### [Task details]
Below is a set of records; restate each one word for word.

(Source data)
--------------------------------

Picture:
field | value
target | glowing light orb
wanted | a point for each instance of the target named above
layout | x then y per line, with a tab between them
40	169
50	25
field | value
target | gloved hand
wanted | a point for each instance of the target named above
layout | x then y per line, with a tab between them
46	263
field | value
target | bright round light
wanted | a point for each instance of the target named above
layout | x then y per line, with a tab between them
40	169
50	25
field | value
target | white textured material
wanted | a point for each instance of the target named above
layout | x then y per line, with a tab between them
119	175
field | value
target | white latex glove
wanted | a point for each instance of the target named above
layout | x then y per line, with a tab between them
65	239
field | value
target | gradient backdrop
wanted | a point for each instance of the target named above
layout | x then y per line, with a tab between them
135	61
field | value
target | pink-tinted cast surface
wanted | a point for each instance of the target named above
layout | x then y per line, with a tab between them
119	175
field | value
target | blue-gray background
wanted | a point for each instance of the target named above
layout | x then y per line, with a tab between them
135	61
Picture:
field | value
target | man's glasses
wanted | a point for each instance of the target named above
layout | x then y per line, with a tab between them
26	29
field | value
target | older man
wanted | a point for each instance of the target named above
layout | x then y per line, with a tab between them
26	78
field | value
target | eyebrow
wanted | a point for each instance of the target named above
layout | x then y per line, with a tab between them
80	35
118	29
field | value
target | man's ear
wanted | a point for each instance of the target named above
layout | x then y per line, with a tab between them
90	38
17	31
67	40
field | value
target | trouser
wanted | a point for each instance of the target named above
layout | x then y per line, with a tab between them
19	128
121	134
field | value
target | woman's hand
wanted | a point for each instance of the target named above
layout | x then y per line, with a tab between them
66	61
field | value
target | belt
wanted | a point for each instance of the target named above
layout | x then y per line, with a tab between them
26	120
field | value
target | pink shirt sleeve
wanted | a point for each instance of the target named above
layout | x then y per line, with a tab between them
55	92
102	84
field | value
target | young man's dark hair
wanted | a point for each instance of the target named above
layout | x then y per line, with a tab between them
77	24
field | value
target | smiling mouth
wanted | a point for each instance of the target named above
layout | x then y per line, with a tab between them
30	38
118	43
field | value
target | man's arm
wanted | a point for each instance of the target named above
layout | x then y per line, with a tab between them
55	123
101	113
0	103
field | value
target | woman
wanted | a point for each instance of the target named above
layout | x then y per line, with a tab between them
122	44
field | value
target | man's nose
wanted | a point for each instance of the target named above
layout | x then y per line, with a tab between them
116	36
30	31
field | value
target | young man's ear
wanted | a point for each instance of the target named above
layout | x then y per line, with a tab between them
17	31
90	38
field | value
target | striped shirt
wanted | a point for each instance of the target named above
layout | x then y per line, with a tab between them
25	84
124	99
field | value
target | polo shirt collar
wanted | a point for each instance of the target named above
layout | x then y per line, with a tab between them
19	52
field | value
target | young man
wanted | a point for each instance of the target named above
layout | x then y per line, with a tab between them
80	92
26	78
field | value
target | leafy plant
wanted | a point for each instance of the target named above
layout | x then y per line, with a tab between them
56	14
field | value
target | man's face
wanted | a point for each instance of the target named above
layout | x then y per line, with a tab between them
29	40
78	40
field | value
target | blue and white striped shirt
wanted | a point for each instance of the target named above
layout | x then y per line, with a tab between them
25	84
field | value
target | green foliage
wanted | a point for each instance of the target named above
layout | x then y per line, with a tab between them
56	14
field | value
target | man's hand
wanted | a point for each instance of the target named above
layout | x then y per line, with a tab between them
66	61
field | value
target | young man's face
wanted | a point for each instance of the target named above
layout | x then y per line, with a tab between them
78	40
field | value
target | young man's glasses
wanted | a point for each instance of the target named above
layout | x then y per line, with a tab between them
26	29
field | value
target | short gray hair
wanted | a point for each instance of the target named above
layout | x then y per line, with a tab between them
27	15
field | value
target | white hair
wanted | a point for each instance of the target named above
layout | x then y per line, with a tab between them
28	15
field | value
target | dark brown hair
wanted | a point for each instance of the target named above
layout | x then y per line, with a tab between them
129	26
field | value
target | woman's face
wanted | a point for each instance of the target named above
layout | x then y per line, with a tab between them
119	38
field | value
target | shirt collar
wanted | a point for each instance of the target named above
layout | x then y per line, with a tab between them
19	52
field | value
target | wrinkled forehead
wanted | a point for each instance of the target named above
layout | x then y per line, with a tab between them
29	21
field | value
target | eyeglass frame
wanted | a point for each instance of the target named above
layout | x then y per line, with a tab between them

--------------------------------

### [Result]
Picture:
field | value
target | glowing light orb
wanted | a point for each instance of the target named above
layout | x then y per line, with a tab between them
40	169
50	25
field | value
target | gloved hand
wanted | a point for each instance of the target named above
layout | x then y per line, with a tab between them
46	263
field | value
target | bright round light
wanted | a point for each instance of the target named above
layout | x then y per line, with a tab between them
40	169
50	25
field | value
target | white textured material
wanted | a point for each instance of the target named above
layout | x then y per line, with a tab between them
119	175
field | value
target | white latex glove
wanted | a point for each instance of the target named above
layout | x then y per line, with a tab between them
65	239
field | value
target | gradient backdrop
wanted | a point for each instance of the target named above
layout | x then y per line, with a tab between them
135	61
field | value
target | pink-tinted cast surface
wanted | a point for each instance of the target named above
layout | x then y per line, with a tab between them
119	175
field | value
target | blue-gray background
wanted | a point for each instance of the target named above
layout | x then y per line, with a tab between them
135	61
Picture:
field | value
target | man's glasses
wanted | a point for each instance of the target named above
layout | x then y per line, with a tab between them
26	29
field | value
target | older man
wanted | a point for each instance of the target named above
layout | x then y per line, with a tab between them
26	78
field | value
target | eyebrow
wanted | a point for each instance of the target named above
layout | x then y per line, with a tab between them
80	35
118	29
field | value
target | man's ear
wanted | a point for each instance of the target named above
layout | x then y per line, with a tab between them
90	38
17	31
67	40
field | value
target | trouser
wanted | a point for each instance of the target named above
layout | x then y per line, with a tab between them
19	128
121	134
field | value
target | woman's hand
wanted | a point for each instance of the target named above
layout | x then y per line, with a tab between them
66	61
field | value
target | belt
wanted | a point for each instance of the target named above
layout | x then y per line, with a tab between them
26	120
field | value
target | pink shirt sleeve
wanted | a point for each instance of the target named above
layout | x then y per line, with a tab between them
55	92
102	84
field | value
target | young man's dark hair
wanted | a point for each instance of the target named above
layout | x then y per line, with a tab between them
77	24
field | value
target | smiling mouth
wanted | a point for each instance of the target named above
layout | x then y per line, with a tab between them
30	38
118	43
field | value
target | man's arm
wanted | a point for each instance of the target named above
layout | x then y per line, with a tab between them
55	123
101	113
0	103
field | value
target | woman
wanted | a point for each instance of the target named above
layout | x then y per line, with a tab between them
122	44
field | value
target | man's nose
wanted | a point for each instance of the target named above
layout | x then y per line, with a tab between them
116	36
30	31
field | value
target | young man's ear
wanted | a point for each instance of the target named above
layout | x then y per line, with a tab between them
17	31
90	38
field | value
target | striped shirt
wanted | a point for each instance of the target named above
layout | x then y per line, with a tab between them
25	84
124	99
field | value
target | polo shirt collar
wanted | a point for each instance of the target named above
layout | x then y per line, with a tab between them
19	52
field | value
target | young man
wanted | a point for each instance of the target named above
layout | x then y per line, with a tab between them
80	92
26	78
field | value
target | leafy plant
wanted | a point for each instance of the target named above
layout | x then y per line, with a tab between them
56	14
field | value
target | man's face
wanted | a point for each instance of the target named above
layout | x then y per line, with a tab between them
29	40
78	40
field | value
target | blue and white striped shirt
wanted | a point for each instance of the target named above
layout | x then y per line, with a tab between them
25	84
field | value
target | green foliage
wanted | a point for each instance of the target named above
layout | x then y per line, with a tab between them
56	14
field | value
target | man's hand
wanted | a point for each instance of the target named above
layout | x then y per line, with a tab between them
66	61
field | value
target | young man's face
wanted | a point for each instance of the target named above
layout | x then y per line, with a tab between them
78	40
field | value
target | young man's glasses
wanted | a point for each instance of the target named above
layout | x then y per line, with a tab between them
26	29
field | value
target | short gray hair
wanted | a point for each instance of the target named above
layout | x then y per line, with a tab between them
27	15
field | value
target | white hair
wanted | a point for each instance of the target named above
layout | x then y per line, with a tab between them
28	15
field | value
target | dark brown hair
wanted | a point for each instance of the target named above
layout | x then y per line, with a tab between them
129	26
field | value
target | woman's face
wanted | a point for each instance of the target named above
layout | x then y per line, with a tab between them
119	38
field | value
target | shirt collar
wanted | a point for each instance of the target named above
layout | x then y per line, with a tab between them
19	52
field | value
target | wrinkled forehead
wanted | a point for each instance of the target named above
layout | x then y per line, with a tab between them
29	21
field | value
target | eyeglass frame
wanted | a point for each instance of the target named above
layout | x then y per line, with a tab between them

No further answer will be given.